═════ DATA LISTING ═════

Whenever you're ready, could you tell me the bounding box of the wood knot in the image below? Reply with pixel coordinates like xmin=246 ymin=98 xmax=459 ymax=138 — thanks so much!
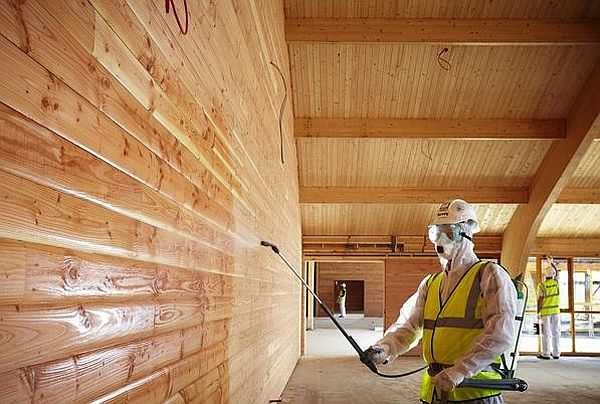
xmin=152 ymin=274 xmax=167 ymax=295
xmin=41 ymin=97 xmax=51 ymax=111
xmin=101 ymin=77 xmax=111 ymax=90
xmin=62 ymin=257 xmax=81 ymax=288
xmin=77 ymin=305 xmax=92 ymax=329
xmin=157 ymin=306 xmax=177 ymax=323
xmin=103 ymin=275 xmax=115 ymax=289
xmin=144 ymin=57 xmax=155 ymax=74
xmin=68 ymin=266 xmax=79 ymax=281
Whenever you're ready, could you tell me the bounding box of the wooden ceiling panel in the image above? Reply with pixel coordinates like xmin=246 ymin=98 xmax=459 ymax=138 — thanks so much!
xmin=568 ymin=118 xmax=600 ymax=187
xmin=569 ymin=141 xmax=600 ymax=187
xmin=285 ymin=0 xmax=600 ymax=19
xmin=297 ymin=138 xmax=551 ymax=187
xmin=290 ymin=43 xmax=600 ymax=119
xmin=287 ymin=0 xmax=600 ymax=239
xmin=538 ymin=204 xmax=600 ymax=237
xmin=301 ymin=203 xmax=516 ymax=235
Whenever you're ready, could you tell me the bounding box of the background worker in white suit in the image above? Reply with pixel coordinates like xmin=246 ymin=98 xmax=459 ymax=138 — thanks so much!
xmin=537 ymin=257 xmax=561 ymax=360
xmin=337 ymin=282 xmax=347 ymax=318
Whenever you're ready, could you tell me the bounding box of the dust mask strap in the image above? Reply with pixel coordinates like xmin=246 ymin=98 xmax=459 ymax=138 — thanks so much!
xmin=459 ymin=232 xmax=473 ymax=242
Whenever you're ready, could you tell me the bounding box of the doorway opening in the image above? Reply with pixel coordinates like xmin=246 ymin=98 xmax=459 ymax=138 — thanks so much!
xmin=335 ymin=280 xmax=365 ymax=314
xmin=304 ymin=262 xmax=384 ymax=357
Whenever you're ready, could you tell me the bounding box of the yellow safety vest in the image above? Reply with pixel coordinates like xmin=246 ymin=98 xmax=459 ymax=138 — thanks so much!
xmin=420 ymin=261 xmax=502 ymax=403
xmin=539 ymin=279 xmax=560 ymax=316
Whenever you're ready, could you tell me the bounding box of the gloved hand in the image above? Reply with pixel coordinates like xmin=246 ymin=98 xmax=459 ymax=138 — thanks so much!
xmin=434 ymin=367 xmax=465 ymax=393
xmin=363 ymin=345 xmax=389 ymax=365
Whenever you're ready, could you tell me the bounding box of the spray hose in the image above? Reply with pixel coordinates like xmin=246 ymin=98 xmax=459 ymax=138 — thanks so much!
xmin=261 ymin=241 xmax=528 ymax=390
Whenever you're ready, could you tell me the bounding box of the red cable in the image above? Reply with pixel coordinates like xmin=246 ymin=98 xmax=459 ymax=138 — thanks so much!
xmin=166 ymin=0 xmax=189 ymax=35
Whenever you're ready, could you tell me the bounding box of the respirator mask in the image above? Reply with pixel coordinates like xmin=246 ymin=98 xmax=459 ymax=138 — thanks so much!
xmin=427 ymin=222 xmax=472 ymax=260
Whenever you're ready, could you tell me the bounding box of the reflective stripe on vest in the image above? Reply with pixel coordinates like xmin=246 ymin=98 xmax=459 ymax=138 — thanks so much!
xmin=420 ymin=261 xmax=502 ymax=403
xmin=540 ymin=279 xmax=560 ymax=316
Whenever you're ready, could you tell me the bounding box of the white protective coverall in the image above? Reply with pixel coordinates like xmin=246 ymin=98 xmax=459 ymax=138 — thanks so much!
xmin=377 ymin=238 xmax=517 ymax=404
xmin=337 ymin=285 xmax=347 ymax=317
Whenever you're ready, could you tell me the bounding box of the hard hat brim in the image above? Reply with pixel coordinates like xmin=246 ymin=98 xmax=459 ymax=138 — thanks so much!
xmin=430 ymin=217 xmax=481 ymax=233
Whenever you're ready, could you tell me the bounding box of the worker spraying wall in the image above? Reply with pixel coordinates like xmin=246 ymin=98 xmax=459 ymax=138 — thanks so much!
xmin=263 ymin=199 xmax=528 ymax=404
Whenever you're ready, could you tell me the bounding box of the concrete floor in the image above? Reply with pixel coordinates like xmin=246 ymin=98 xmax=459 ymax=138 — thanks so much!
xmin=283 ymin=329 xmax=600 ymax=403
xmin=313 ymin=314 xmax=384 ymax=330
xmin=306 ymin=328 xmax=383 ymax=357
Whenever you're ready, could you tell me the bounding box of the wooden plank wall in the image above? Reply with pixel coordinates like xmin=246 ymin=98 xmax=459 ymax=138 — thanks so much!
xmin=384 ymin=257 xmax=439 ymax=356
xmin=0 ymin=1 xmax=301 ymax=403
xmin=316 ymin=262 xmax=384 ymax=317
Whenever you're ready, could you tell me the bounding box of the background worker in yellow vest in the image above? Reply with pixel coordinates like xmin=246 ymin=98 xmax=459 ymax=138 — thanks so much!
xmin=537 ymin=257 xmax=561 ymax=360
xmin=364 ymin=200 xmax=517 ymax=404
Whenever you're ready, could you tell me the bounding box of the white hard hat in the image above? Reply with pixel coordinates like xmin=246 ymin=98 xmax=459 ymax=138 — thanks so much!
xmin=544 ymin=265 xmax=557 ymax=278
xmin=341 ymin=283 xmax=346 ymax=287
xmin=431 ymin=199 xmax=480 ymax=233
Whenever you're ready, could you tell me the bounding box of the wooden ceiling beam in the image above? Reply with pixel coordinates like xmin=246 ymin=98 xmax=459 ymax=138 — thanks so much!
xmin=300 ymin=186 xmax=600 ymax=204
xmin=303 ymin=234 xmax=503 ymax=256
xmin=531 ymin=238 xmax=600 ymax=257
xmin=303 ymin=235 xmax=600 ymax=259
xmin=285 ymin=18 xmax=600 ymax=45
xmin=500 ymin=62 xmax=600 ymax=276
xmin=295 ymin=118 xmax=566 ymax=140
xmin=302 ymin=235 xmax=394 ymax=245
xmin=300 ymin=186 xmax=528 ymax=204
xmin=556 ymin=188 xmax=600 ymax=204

═════

> [BRIEF]
When you retype the data above, match every line exactly and leave the pictures behind.

> [RESPONSE FOR THIS EXERCISE]
Whenever you're ready, could you tell me the bounding box of the wood knot in the image below? Reply with pixel coordinates like xmin=246 ymin=98 xmax=459 ymax=138 — thanks so much!
xmin=152 ymin=274 xmax=167 ymax=295
xmin=41 ymin=97 xmax=51 ymax=111
xmin=101 ymin=77 xmax=111 ymax=90
xmin=62 ymin=257 xmax=81 ymax=288
xmin=77 ymin=305 xmax=92 ymax=329
xmin=157 ymin=306 xmax=177 ymax=323
xmin=103 ymin=275 xmax=115 ymax=289
xmin=144 ymin=57 xmax=155 ymax=74
xmin=68 ymin=266 xmax=79 ymax=281
Whenever you're ready, could you tell me the bounding box of the wooden ceiling panel in the image above? Reply with pixel coordinates like xmin=246 ymin=98 xmax=459 ymax=138 — thanks so much!
xmin=568 ymin=118 xmax=600 ymax=187
xmin=569 ymin=141 xmax=600 ymax=187
xmin=285 ymin=0 xmax=600 ymax=19
xmin=297 ymin=138 xmax=551 ymax=187
xmin=290 ymin=43 xmax=600 ymax=119
xmin=287 ymin=0 xmax=600 ymax=239
xmin=538 ymin=204 xmax=600 ymax=237
xmin=301 ymin=203 xmax=516 ymax=235
Whenever you're ready, could you tell me the bounding box of the background worker in white suit in the image above? Reply with pixel coordinates like xmin=246 ymin=98 xmax=459 ymax=138 — thanks so much!
xmin=537 ymin=257 xmax=561 ymax=360
xmin=337 ymin=282 xmax=347 ymax=318
Whenever you're ready, could you tell me the bounding box of the dust mask strap in the image above? Reply with pixel coordinates like xmin=246 ymin=98 xmax=459 ymax=138 — thanks so much!
xmin=459 ymin=232 xmax=473 ymax=242
Whenever you're ready, could you tell me the bounding box of the doorway opening in the image above? Reply with pixel coordinates like xmin=246 ymin=98 xmax=459 ymax=138 — thanks so much!
xmin=335 ymin=280 xmax=365 ymax=314
xmin=304 ymin=262 xmax=384 ymax=357
Whenever you're ready, could you tell me the bounding box of the yellow safety vest in the image above? Reply with pixel coordinates like xmin=246 ymin=98 xmax=459 ymax=138 — thanks so much!
xmin=420 ymin=261 xmax=502 ymax=403
xmin=539 ymin=279 xmax=560 ymax=316
Whenever you're ready, could you tell me the bounding box of the gloved hand in the image above? Reply with pixel coordinates like xmin=246 ymin=98 xmax=459 ymax=138 — thanks so much!
xmin=434 ymin=367 xmax=465 ymax=393
xmin=363 ymin=345 xmax=389 ymax=365
Whenever you're ready, could you tell me the bounding box of the spray hose in the image above? Reply with pixel coordinates like xmin=246 ymin=98 xmax=459 ymax=138 — thanks so much!
xmin=261 ymin=241 xmax=528 ymax=390
Whenever you're ready, could you tell me the bounding box of the red cable in the image above? Reply with pixel coordinates like xmin=246 ymin=98 xmax=459 ymax=138 — thanks so much!
xmin=166 ymin=0 xmax=189 ymax=35
Whenever you're ready, could you tell me the bounding box of the respirator mask in the image above? Reply with pixel coordinates like xmin=246 ymin=98 xmax=459 ymax=138 — thanks so much!
xmin=427 ymin=222 xmax=472 ymax=260
Whenever you're ready, could you tell me the bounding box of the reflective stripe on vest in the image above? Reply with pixel coordinates like xmin=246 ymin=98 xmax=459 ymax=138 — thanks so much!
xmin=420 ymin=261 xmax=502 ymax=403
xmin=540 ymin=279 xmax=560 ymax=316
Whenever you're ready, could you tell me the bounding box of the white protective coverall in the image above? Reply with pixel coordinates like xmin=246 ymin=98 xmax=459 ymax=138 — thanks so much!
xmin=377 ymin=238 xmax=517 ymax=404
xmin=337 ymin=285 xmax=347 ymax=317
Whenever you're ready, could you tell me the bounding box of the hard hat brim in the image above? Reply with pixel coordinates like xmin=246 ymin=98 xmax=459 ymax=138 — thanks so much!
xmin=430 ymin=217 xmax=481 ymax=233
Whenever you're ready, could you tell me the bounding box of the worker spraying wall in the image above? Reply with pixel coordinates like xmin=246 ymin=98 xmax=459 ymax=138 — thanks so much!
xmin=263 ymin=199 xmax=528 ymax=404
Whenever you're ready, could you tell me the bounding box of the concrete floor in the image above? Reply with pixel coordinates like xmin=246 ymin=98 xmax=459 ymax=138 — thanks so much!
xmin=283 ymin=329 xmax=600 ymax=403
xmin=313 ymin=314 xmax=384 ymax=330
xmin=306 ymin=328 xmax=383 ymax=357
Whenever you're ready, could you tell me the bounding box of the wooden plank wall in the image above? Reply with pixel coordinates like xmin=246 ymin=98 xmax=459 ymax=138 — thanks so much!
xmin=384 ymin=257 xmax=439 ymax=356
xmin=0 ymin=1 xmax=301 ymax=403
xmin=316 ymin=262 xmax=384 ymax=317
Whenever you're ready, could you tell me the bounding box of the background worker in yellow vest in the image above? Reply with pixel coordinates like xmin=246 ymin=98 xmax=459 ymax=138 — thanks so much!
xmin=537 ymin=257 xmax=561 ymax=360
xmin=364 ymin=200 xmax=517 ymax=404
Whenever you're ready, could you tell me the bounding box of the white hard hat in the image above? Reply with pixel coordinates like xmin=246 ymin=98 xmax=459 ymax=138 — thanks so much!
xmin=544 ymin=265 xmax=557 ymax=278
xmin=341 ymin=283 xmax=346 ymax=287
xmin=431 ymin=199 xmax=480 ymax=233
Whenever you're ready, could you tell me the bounding box of the wooden ceiling beam in the image above? Reply with pixel coordinates like xmin=246 ymin=98 xmax=459 ymax=138 — thanks so much!
xmin=300 ymin=186 xmax=600 ymax=204
xmin=303 ymin=234 xmax=503 ymax=256
xmin=531 ymin=238 xmax=600 ymax=257
xmin=303 ymin=235 xmax=600 ymax=259
xmin=285 ymin=18 xmax=600 ymax=45
xmin=500 ymin=62 xmax=600 ymax=276
xmin=295 ymin=118 xmax=566 ymax=140
xmin=302 ymin=235 xmax=394 ymax=245
xmin=300 ymin=186 xmax=528 ymax=204
xmin=556 ymin=188 xmax=600 ymax=204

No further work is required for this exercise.